Required work: Reproduce every record below, character by character.

---- Working data

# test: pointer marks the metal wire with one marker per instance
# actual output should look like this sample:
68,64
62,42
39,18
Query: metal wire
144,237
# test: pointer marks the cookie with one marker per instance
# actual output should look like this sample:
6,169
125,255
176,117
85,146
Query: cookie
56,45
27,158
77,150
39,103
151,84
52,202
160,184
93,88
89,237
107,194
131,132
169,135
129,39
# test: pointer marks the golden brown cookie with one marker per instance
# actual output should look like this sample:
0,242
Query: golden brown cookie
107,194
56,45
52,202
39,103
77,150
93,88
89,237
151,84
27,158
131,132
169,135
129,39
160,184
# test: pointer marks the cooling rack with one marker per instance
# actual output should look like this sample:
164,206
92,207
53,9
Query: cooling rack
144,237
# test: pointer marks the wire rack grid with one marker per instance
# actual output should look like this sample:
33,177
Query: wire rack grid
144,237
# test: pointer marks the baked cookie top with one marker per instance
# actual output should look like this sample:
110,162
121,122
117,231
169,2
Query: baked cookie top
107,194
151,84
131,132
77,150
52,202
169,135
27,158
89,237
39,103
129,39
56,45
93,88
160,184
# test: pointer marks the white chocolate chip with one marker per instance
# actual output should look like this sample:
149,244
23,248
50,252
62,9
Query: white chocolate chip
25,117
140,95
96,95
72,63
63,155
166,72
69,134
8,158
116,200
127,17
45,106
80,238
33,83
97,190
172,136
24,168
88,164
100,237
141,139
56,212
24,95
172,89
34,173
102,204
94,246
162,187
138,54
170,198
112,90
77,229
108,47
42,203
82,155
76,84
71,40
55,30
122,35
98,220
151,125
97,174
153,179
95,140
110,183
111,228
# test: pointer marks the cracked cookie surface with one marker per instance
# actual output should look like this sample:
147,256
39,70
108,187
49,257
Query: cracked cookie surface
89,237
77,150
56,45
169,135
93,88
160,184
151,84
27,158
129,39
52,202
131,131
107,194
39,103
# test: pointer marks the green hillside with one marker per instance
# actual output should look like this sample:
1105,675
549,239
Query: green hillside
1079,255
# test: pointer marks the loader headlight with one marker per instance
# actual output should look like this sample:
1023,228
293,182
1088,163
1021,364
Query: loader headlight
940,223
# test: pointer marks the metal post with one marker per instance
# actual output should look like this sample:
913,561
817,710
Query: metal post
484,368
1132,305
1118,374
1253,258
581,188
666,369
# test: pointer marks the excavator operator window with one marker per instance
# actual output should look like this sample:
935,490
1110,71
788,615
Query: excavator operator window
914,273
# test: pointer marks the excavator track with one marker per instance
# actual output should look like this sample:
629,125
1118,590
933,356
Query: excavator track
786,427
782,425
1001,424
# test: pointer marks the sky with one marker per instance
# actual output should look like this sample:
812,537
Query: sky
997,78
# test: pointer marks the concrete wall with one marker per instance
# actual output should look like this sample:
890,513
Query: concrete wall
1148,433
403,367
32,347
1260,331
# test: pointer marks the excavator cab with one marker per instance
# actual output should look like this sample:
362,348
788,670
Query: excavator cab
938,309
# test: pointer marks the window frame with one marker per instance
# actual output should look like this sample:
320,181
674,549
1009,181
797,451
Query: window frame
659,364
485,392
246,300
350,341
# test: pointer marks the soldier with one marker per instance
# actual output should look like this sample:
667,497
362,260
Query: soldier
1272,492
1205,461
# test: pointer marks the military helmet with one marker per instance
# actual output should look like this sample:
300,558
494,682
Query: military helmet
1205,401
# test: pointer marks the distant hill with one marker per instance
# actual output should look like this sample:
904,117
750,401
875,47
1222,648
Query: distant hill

--------

Exercise solution:
# test: pointer marks the metal wire with one marker per instance
# actual output should look like this sample:
68,64
62,42
39,18
Query: metal wire
144,237
# test: pointer marks the cookie with one marker per instance
# actual output should look like this sample:
6,169
125,255
176,117
85,146
Query: cookie
56,45
27,158
77,150
39,103
151,84
52,202
160,184
93,88
89,237
107,194
131,132
169,135
129,39
# test: pointer marks the golden brown cookie with one marker per instance
# actual output should look like this sample:
0,242
Query: golden brown cookie
107,194
56,45
52,202
39,103
77,150
93,88
89,237
151,84
27,158
131,132
169,135
129,39
160,184
# test: pointer marks the cooling rack with one marker per instance
# actual output should look like this sample:
164,206
92,207
53,9
Query: cooling rack
144,237
# test: pointer marks the wire rack grid with one marker per instance
# actual output should look like this sample:
33,177
Query: wire rack grid
144,237
# test: pointer marks the baked cookie top with one marker per instance
# actual output should look like this sample:
110,162
121,122
117,231
169,2
Query: baked cookie top
107,194
151,84
131,132
77,150
52,202
169,135
27,158
89,237
39,103
129,39
56,45
93,88
160,184
# test: pointer marks the white chocolate chip with one marker per instance
# actual output should look like this sample:
149,244
23,248
50,252
62,9
Query: white chocolate chip
25,117
140,95
96,95
72,63
63,155
166,72
69,134
8,158
116,200
127,17
45,106
80,238
33,83
97,190
172,136
24,168
88,164
100,237
141,139
56,212
24,95
172,89
34,173
102,204
94,246
162,187
138,54
170,198
112,90
77,229
108,47
42,203
82,155
76,84
71,40
55,30
122,35
98,220
151,125
97,174
153,179
95,140
110,183
111,228
# test: pointer marks the cracked cookie surface with one marker per instance
# actual output should look like this sample:
147,256
39,70
108,187
49,257
Query: cracked cookie surface
89,237
77,150
56,45
169,135
93,88
160,184
151,84
27,158
129,39
52,202
131,131
107,194
39,103
# test: pointer marks the green hillside with one marker per instance
# actual output should look like this sample:
1105,675
549,239
Query: green hillside
1079,255
# test: pointer marks the loader headlight with one marker per instance
# actual output should look like this sample:
1023,228
293,182
1088,163
1021,364
Query: loader headlight
940,223
# test: pointer marks the metal post with one marker per instance
# actual output should look like this sample:
913,561
817,710
Query: metal post
484,368
1132,305
1118,374
1253,258
581,188
666,369
# test: pointer marks the excavator operator window with one marker per instance
# actual output should look like this sample:
935,490
1110,71
788,615
Query: excavator operator window
914,273
# test: pointer marks the excavator track with one marker per instance
# actual output should look like this sample:
629,125
1118,590
933,356
Query: excavator track
786,427
782,425
1001,424
# test: pointer marks the sky with one marker per instance
# actual output should look like this sample:
812,537
Query: sky
997,78
# test: pointer marks the concrete wall with one marker per instance
# actual output should look like this sample:
890,513
Query: concrete wall
1148,433
403,367
32,347
1260,331
# test: pointer marks the excavator cab with one marker per instance
# actual output should look like this sample:
362,348
788,670
Query: excavator cab
938,309
# test: pointer marks the window frame with one marker per instance
# actual output should look like this sample:
320,181
674,549
1009,181
797,451
Query: window frame
659,364
485,392
246,300
350,341
# test: pointer marks the soldier with one marker per instance
# actual output should look like this sample:
667,497
362,260
Query: soldier
1272,492
1205,461
# test: pointer marks the military helmet with one marker per instance
# actual output should look like this sample:
300,558
494,682
Query: military helmet
1205,401
# test: pointer marks the distant hill with one marker per instance
# actual output should look like this sample:
904,117
750,401
875,47
1222,648
Query: distant hill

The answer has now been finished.